Middle East

This wearable device is helping workers beat extreme heat

Bu Ana De Oliva, CNN

Dubai CNN  —  It’s midday and temperatures are soaring above 50 degrees Celsius. In many countries, this would spark a heat warning, but in Dubai’s sweltering summer, it’s just another day. And for workers at an aluminum smelter, it can get even hotter.

At Emirates Global Aluminium (EGA), the metal is produced through a process where temperatures can reach 950 degrees Celsius. Employees at its Dubai smelter are accustomed to intense heat, working in open warehouses that can get as hot as 58 degrees Celsius in the summer months.

Every day at EGA begins with staff putting on temperature-proof overalls, helmets, goggles and safety boots. But since June, 50 workers have also been donning a wearable tech device, as part of a trial that’s due to end this month.

Consisting of a thin rectangular panel and a band, the device is wrapped around the worker’s upper arm. Sensors on the panel measure heart rate, skin temperature, activity level and sweat output. Combined, this data is used to predict the wearer’s core body temperature – the amount of heat in a person’s blood and internal organs.

Created by American company Kenzen, this device could help prevent workers from overheating. Once the core body temperature is above 38 degrees Celsius, when symptoms of heat exhaustion are likely to begin, the device vibrates and the user receives a notification on their phone, telling them it’s time to take a break.

While there are other personal heat sensors on the market, they mostly focus on monitoring body temperature for performance and sports. Kenzen says it has adapted its device with industrial activities in mind.

The impact of heat stress

Through a dashboard displayed on a computer, managers at the EGA plant can also have an overview of their team’s health, but to maintain worker privacy, the amount of information they have on their staff is limited.

“If there’s a potential safety incident or an individual who needs an intervention, they (the supervisors) are given just the data to be able to intervene, nothing more,” says Kyle Hubregtse, Kenzen’s vice president of commercial operations.

A Kenzen heat sensor.
A Kenzen heat sensor. CNN

The device was launched in May 2020, and Kenzen has partnered with companies in different industries to implement this technology in the workplace – from firefighters, to people working in construction, mining and manufacturing.

According to the International Labour Organization, heat stress is a serious problem for many of the world’s 1 billion agricultural workers and 66 million textile workers, among others. It estimates that the United Arab Emirates will lose more than 2 per cent of its GDP by 2030 as a result. The effects of climate change mean that worldwide, in that year, the impact of heat stress on productivity will represent a loss equivalent to at least 80 million full-time jobs.

THINGS TO DO:
- a) Quote everything in the heat-sensor article from "According to the" down to "million full-time jobs.".
- b) In the heat-sensor article, what core body temperature triggers the device to vibrate and send a phone notification?
The data that follows plays no part in this.

STORED DATA:
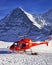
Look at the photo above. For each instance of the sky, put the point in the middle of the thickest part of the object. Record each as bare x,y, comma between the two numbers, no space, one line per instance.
31,6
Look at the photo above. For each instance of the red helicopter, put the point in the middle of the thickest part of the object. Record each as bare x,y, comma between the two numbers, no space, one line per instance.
26,43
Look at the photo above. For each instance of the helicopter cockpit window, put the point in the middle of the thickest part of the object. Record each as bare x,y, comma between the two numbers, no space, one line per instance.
16,44
23,45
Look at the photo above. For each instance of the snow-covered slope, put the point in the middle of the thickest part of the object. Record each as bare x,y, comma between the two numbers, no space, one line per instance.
44,58
19,23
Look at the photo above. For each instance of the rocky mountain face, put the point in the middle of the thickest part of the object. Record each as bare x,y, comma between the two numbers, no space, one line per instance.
20,23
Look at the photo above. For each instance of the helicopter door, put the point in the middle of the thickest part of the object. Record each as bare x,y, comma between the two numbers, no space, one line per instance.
23,45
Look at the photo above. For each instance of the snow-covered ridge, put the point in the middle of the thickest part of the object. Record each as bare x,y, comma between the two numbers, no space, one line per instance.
19,23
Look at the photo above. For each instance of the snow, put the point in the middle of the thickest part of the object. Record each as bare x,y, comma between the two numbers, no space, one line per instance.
42,58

SOLUTIONS:
- a)
According to the International Labour Organization, heat stress is a serious problem for many of the world’s 1 billion agricultural workers and 66 million textile workers, among others. It estimates that the United Arab Emirates will lose more than 2 per cent of its GDP by 2030 as a result. The effects of climate change mean that worldwide, in that year, the impact of heat stress on productivity will represent a loss equivalent to at least 80 million full-time jobs.

- b) Above 38 degrees Celsius.